> _DESCRIPTION OF THE TASK_
Set down each record exactly as written.
[Begin GIVEN INFORMATION]
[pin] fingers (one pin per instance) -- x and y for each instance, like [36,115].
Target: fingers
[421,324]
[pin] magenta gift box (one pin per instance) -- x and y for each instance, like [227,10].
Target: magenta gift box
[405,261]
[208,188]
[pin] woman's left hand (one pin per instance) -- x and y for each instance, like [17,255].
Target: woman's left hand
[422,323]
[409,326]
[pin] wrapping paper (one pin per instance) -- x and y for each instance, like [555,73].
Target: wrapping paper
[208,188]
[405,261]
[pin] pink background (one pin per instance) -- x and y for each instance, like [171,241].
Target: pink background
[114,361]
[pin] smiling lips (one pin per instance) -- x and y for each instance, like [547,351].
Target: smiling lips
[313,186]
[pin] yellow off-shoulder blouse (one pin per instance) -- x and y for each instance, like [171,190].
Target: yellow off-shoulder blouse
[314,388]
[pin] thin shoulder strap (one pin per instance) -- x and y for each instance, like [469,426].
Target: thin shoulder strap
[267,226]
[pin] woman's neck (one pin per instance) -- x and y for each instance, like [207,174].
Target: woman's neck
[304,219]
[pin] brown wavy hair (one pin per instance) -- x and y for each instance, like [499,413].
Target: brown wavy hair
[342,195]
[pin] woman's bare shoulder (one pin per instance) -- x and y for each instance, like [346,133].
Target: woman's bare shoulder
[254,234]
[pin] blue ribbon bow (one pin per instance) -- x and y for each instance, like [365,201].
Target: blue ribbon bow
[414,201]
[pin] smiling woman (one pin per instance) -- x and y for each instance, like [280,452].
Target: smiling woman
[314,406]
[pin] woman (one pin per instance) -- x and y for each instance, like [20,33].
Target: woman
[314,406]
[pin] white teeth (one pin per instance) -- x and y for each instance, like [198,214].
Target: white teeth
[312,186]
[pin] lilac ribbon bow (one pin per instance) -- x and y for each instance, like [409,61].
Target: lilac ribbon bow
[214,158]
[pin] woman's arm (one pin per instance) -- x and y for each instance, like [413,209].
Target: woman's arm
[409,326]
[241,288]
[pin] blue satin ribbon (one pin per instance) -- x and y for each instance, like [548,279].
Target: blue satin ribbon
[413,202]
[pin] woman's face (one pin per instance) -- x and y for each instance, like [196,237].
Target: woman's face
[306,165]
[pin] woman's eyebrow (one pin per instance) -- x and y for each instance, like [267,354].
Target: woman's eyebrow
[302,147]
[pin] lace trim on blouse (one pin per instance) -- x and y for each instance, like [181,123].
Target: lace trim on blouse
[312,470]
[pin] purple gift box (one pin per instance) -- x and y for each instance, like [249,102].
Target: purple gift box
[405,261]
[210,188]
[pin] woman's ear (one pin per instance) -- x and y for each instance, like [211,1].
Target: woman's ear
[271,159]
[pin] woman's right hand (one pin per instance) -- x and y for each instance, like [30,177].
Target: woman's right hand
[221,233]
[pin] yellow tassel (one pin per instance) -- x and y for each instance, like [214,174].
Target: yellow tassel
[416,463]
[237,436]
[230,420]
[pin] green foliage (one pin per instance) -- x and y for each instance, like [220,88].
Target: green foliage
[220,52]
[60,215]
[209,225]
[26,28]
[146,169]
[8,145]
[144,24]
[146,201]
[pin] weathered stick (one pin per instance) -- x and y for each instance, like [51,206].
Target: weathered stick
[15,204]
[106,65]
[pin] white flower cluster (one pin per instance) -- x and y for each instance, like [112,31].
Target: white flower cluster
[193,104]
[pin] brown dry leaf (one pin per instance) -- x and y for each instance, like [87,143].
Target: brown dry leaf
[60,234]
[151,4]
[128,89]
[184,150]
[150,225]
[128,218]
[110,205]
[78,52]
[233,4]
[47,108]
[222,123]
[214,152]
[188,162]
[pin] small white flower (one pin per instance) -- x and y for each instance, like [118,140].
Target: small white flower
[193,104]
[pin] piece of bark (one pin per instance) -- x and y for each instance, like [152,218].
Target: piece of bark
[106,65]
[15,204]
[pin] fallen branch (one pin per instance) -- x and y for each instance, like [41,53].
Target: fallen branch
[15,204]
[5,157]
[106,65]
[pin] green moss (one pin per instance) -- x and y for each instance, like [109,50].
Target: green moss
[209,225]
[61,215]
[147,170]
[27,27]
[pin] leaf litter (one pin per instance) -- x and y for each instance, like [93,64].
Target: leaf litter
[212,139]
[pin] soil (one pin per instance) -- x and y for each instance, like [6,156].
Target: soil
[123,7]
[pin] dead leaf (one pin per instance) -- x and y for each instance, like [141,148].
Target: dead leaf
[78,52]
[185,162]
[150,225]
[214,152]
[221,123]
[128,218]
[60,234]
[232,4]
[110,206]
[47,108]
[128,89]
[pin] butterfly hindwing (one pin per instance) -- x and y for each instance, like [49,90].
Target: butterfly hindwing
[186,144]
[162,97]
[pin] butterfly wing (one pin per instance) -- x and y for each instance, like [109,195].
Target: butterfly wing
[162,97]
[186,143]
[End GIVEN INFORMATION]
> _FULL RESPONSE_
[pin] fingers (one pin per instance) -- x and y for each instance, like [36,115].
Target: fingers
[421,324]
[pin] magenta gift box (one pin per instance) -- x and y for each instance, like [227,10].
Target: magenta gift box
[405,261]
[208,188]
[pin] woman's left hand (one pin per instance) -- x and y for each instance, like [17,255].
Target: woman's left hand
[422,323]
[409,326]
[pin] wrapping paper (one pin per instance) -- x and y for each instance, like [555,73].
Target: wrapping paper
[208,188]
[405,261]
[pin] pink background (one pin per instance) -- x and y for each instance, like [171,241].
Target: pink background
[114,361]
[pin] smiling lips (one pin per instance) -- x and y for each instance, like [547,351].
Target: smiling lips
[313,186]
[pin] yellow off-shoulder blouse (one pin per instance) -- x and y for each instance, like [171,190].
Target: yellow off-shoulder blouse
[314,388]
[pin] thin shoulder strap (one pin per instance) -- x and y for each instance, like [469,426].
Target: thin shoulder strap
[267,226]
[pin] woman's neck (one pin per instance) -- x and y for each instance, like [207,174].
Target: woman's neck
[304,219]
[pin] brown wavy hair (one pin per instance) -- x and y for each instance, like [499,413].
Target: brown wavy hair
[342,195]
[pin] woman's bare shoulder (one pin per instance) -- x and y for each instance, like [346,133].
Target: woman's bare shoulder
[254,234]
[pin] blue ribbon bow (one pin per instance) -- x and y for each instance, like [365,201].
Target: blue ribbon bow
[414,201]
[pin] smiling woman (one pin per instance) -- x and y for each instance, like [280,452].
Target: smiling woman
[314,406]
[pin] woman (one pin per instance) -- x and y for each instance, like [20,33].
Target: woman
[314,406]
[pin] white teeth (one pin per instance) -- x and y for each instance, like [198,214].
Target: white teeth
[312,186]
[pin] lilac ribbon bow (one pin per instance) -- x and y for each instance, like [409,61].
Target: lilac ribbon bow
[214,158]
[pin] woman's arm (one pin per instance) -- x and y for each instance, like [413,209].
Target: woman's arm
[409,326]
[241,288]
[pin] blue satin ribbon (one pin per instance) -- x and y for each instance, like [548,279].
Target: blue satin ribbon
[413,202]
[pin] woman's face (one pin per instance) -- x and y for each instance, like [196,237].
Target: woman's face
[306,165]
[pin] woman's eyebrow (one pin per instance) -- x and y for each instance, like [267,354].
Target: woman's eyebrow
[302,147]
[pin] lace trim on blouse (one pin per instance) -- x and y for each instance, like [181,123].
Target: lace trim on blouse
[312,470]
[pin] purple gift box (one pin per instance) -- x and y for each instance, like [249,102].
Target: purple gift box
[405,261]
[210,188]
[pin] woman's ear (one pin per instance) -- x and y for each instance, like [211,1].
Target: woman's ear
[271,159]
[pin] woman's right hand (one pin per instance) -- x and y for each instance, like [30,177].
Target: woman's right hand
[221,233]
[pin] yellow tassel (one pin per instance) -- x and y for each instance, like [214,174].
Target: yellow tassel
[416,463]
[237,436]
[230,420]
[pin] green foliage (one pin per instance) -- x and y for each instance, like [220,88].
Target: green foliage
[220,52]
[60,215]
[209,225]
[26,28]
[146,169]
[8,145]
[144,24]
[146,201]
[pin] weathered stick (one pin per instance) -- x and y for each instance, like [51,206].
Target: weathered stick
[15,204]
[106,65]
[pin] white flower cluster (one pin per instance) -- x and y for each instance, like [112,31].
Target: white flower cluster
[193,104]
[pin] brown dry leaf (one pin per instance) -- x and y for each instance, like [87,143].
Target: brown dry leaf
[60,234]
[151,4]
[128,89]
[184,150]
[150,225]
[128,218]
[110,205]
[78,52]
[233,4]
[47,108]
[222,123]
[214,152]
[188,162]
[pin] small white flower (one pin per instance) -- x and y for each instance, like [118,140].
Target: small white flower
[193,104]
[pin] piece of bark (one pin per instance) -- x and y for each instance, like [152,218].
Target: piece of bark
[106,65]
[15,204]
[pin] fallen branch (one pin per instance) -- x and y for each instance, like [41,53].
Target: fallen branch
[15,204]
[5,157]
[106,65]
[pin] green moss (one pin per instance) -- x and y for each instance, like [109,50].
Target: green moss
[209,225]
[61,215]
[147,170]
[27,27]
[pin] leaf litter (one pin per instance) -- x and y for each instance, like [93,64].
Target: leaf litter
[212,139]
[pin] soil (one pin per instance) -- x and y for each instance, like [6,156].
Target: soil
[123,7]
[pin] dead leaf (one pin per instance) -- x and y for each instance, like [141,148].
Target: dead leaf
[78,52]
[185,162]
[150,225]
[214,152]
[221,123]
[128,218]
[60,234]
[232,4]
[110,206]
[47,108]
[128,89]
[pin] butterfly hindwing (one pin per instance) -- x and y for each instance, like [49,90].
Target: butterfly hindwing
[186,144]
[162,97]
[pin] butterfly wing (one pin per instance) -- x and y for each instance, like [109,195].
Target: butterfly wing
[162,97]
[186,143]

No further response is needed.